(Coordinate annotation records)
START

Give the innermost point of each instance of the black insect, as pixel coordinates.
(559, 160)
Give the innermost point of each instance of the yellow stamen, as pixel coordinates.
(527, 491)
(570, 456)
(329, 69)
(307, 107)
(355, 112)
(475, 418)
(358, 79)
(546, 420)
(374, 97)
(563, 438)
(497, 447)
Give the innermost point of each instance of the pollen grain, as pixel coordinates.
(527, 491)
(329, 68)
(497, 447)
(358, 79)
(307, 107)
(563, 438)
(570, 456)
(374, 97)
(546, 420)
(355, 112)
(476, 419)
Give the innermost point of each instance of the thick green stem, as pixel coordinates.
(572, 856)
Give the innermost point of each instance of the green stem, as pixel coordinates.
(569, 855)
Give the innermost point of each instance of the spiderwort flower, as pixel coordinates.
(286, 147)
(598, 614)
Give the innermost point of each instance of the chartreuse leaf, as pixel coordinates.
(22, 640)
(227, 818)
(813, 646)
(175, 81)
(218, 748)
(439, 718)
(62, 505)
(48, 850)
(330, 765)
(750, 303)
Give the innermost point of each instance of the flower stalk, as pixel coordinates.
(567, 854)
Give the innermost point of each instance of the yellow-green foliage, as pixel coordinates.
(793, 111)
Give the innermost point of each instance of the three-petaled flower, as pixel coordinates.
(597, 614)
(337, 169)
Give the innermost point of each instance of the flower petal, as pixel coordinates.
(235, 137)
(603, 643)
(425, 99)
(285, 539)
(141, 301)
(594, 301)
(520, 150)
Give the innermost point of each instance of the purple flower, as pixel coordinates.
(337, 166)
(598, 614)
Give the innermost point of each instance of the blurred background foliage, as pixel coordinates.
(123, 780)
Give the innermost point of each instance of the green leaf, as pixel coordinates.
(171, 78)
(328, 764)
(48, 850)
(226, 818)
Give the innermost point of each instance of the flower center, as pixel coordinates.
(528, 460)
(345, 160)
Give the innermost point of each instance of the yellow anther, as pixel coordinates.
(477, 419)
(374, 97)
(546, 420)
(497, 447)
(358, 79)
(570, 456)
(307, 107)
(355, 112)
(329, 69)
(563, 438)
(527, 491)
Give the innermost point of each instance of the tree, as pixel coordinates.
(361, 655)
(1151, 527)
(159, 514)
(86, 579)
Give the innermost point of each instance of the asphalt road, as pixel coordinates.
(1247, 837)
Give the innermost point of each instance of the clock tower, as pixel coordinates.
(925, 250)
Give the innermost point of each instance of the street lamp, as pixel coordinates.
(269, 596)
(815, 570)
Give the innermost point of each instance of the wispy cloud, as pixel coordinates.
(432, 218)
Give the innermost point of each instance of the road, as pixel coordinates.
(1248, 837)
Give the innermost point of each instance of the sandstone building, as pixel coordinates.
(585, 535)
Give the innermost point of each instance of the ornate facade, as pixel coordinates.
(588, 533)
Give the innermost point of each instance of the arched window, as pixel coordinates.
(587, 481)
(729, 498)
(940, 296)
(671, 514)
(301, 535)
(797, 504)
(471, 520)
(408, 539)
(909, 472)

END

→ **What the task asks**: The records above should be restated word for word, please.

→ **Task answer**:
Give the innermost point of each instance of the black insect, as pixel coordinates.
(559, 160)
Give the innermost point of each instance of the yellow stamen, as pixel coordinates.
(527, 491)
(570, 456)
(329, 69)
(307, 107)
(355, 112)
(475, 418)
(358, 79)
(546, 420)
(374, 97)
(563, 438)
(497, 447)
Give the innermost point of each instance of the pollen grain, as pixel coordinates.
(527, 491)
(329, 68)
(497, 447)
(358, 79)
(307, 107)
(563, 438)
(570, 456)
(374, 97)
(546, 420)
(355, 112)
(476, 419)
Give the innermost point of each instance of the thick green stem, as pixel coordinates.
(572, 856)
Give the innermost point of each instance of the green stem, as pixel coordinates.
(569, 855)
Give the innermost point of each instance of the spiderwort flower, as pixel coordinates.
(286, 147)
(598, 614)
Give the innermost point of each instance of the chartreuse leaf, as pixel coordinates.
(22, 640)
(227, 818)
(813, 646)
(175, 81)
(218, 748)
(439, 718)
(62, 505)
(48, 850)
(330, 765)
(750, 303)
Give the innermost point of each instance of the flower stalk, as pixel coordinates.
(567, 854)
Give the innermost point of each instance of the yellow-green foliage, as pixel coordinates.
(793, 111)
Give the innermost point of each instance of the three-petaled flower, as pixel coordinates.
(597, 614)
(337, 169)
Give the innermost point of each instance of the flower petal, as pixel coordinates.
(235, 137)
(603, 643)
(425, 99)
(285, 539)
(141, 301)
(594, 301)
(520, 150)
Give the innermost point of each instance of the purple flower, as pixel coordinates.
(337, 166)
(598, 614)
Give the innermost point of each instance of the blurred background foliage, as pixel coordinates.
(123, 780)
Give the innermost point of each instance of the green leaf, as pixel coordinates.
(171, 78)
(328, 764)
(48, 850)
(226, 818)
Give the innermost point of each instance of the flower center, as pixel coordinates.
(528, 460)
(345, 160)
Give the innermost point of each instance of the yellow anther, as pixel coordinates.
(477, 419)
(374, 97)
(546, 420)
(497, 447)
(358, 79)
(570, 456)
(307, 107)
(355, 112)
(329, 69)
(563, 438)
(527, 491)
Give the innermost point of each instance of the tree, as pixel coordinates.
(361, 655)
(1151, 527)
(159, 514)
(86, 579)
Give the innermost point of each instance of the asphalt road, as pixel coordinates.
(1247, 837)
Give the innermost point of each instance of the clock tower, as pixel coordinates.
(925, 250)
Give the innermost point of each instance of the street lamp, as pixel coordinates.
(269, 596)
(815, 570)
Give the innermost point of each instance of the wispy cloud, as pixel coordinates.
(432, 218)
Give the innermost point of each instance of the road, as pixel coordinates.
(1248, 837)
Give the innermost point of each instance of the sandstone building, as pixel coordinates.
(585, 535)
Give the innermost point of each instance of the ornate facade, as pixel coordinates.
(588, 533)
Give the innermost point of each instance of the arched window, as pixel coordinates.
(587, 481)
(729, 498)
(940, 296)
(671, 514)
(301, 535)
(797, 504)
(471, 520)
(408, 539)
(909, 472)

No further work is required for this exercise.